Афанасий Коптелов
Дни и годы
(Из книги воспоминаний)
* * *
В 1927 году у меня вышла первая книжка. Ее выпустил Госиздат для детей среднего и старшего возраста. Она называлась «Васька из тайги».
На красочной обложке было оттиснуто А. Коптелёв. Владимир Яковлевич Зазубрин тот час же прислал шуточное поздравление с переменой фамилии. А по письму чувствовалось, что он рад моему первому шагу в Москве. И мне было чему радоваться, — книжку иллюстрировал гравюрами на линолеуме талантливый художник того времени П. Староносов. Этим исчерпывалась, как мне теперь думается, известная ценность издания, добавлявшего автору уверенности. Но рассказ этот я ни разу не переиздавал.
Сибирь оставалась деревянной. Я помню ветхие избы, сгоношенные без единого гвоздя, без пилы и рубанка. Лишь одним топором.
Полы и потолки в них были из тесаных бревен, крыши — из дранья. Даже дверные навесы мастерились из дерева. Шли века, а железо оставалось мечтой, зародившейся еще в каменном веке. Мечта согревала легенды и сказания. Одна из шорских легенд о богатыре Ак-Кая, в переводе Белая Гора. То был первый кузнец на весь огромный край. Великан брал раскаленный камень одной рукой, а другой бил по нему, как молотом, и превращал в железо. Поиски древних рудознатцев привели к Тельбесу, богатейшей горе, сложенной из черного золота. Древние металлурги плавили ту руду и железными изделиями одаривали земледельцев и лесорубов. Потому-то первые русские землепроходцы и назвали край Кузнецким.

-------

*ЦЕЛЬ 1:*
Как называлась первая книжка, вышедшая в 1927 году, по отрывку воспоминаний?
*ЦЕЛЬ 2:*
Перепишите отрывок воспоминаний от слов «На красочной обложке» до слов «Лишь одним топором.» включительно.
*ЦЕЛЬ 3:*
Перечислите все части ветхих изб, которые, согласно отрывку воспоминаний, делались из дерева.

(Записи набора данных)

-------

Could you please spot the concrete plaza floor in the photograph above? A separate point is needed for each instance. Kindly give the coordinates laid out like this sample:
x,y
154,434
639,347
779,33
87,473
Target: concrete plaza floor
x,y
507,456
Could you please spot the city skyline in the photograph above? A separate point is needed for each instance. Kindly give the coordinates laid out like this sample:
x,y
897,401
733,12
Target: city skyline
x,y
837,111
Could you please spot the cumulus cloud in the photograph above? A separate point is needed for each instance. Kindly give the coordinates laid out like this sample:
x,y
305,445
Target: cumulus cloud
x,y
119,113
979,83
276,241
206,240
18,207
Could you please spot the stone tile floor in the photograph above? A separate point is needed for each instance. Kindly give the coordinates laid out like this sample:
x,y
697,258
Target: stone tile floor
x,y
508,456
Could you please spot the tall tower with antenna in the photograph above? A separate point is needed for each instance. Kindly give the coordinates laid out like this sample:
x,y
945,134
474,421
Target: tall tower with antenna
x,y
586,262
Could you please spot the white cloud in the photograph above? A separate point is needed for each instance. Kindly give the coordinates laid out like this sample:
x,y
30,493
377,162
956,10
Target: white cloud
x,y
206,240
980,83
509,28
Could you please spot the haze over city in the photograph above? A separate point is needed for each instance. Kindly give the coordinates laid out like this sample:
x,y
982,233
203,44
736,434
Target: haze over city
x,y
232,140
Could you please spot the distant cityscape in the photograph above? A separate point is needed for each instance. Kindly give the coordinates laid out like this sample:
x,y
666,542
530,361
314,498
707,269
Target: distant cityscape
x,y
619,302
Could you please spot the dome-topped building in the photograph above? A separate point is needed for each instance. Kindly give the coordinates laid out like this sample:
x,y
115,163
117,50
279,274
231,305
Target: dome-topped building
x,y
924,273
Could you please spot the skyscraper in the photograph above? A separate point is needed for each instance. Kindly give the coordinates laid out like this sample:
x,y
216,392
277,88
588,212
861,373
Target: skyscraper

-------

*ПОЛНОЕ РЕШЕНИЕ 1:*
«Васька из тайги».

*ПОЛНОЕ РЕШЕНИЕ 2:*
На красочной обложке было оттиснуто А. Коптелёв. Владимир Яковлевич Зазубрин тот час же прислал шуточное поздравление с переменой фамилии. А по письму чувствовалось, что он рад моему первому шагу в Москве. И мне было чему радоваться, — книжку иллюстрировал гравюрами на линолеуме талантливый художник того времени П. Староносов. Этим исчерпывалась, как мне теперь думается, известная ценность издания, добавлявшего автору уверенности. Но рассказ этот я ни разу не переиздавал.
Сибирь оставалась деревянной. Я помню ветхие избы, сгоношенные без единого гвоздя, без пилы и рубанка. Лишь одним топором.

*ПОЛНОЕ РЕШЕНИЕ 3:*
Полы, потолки, крыши, дверные навесы.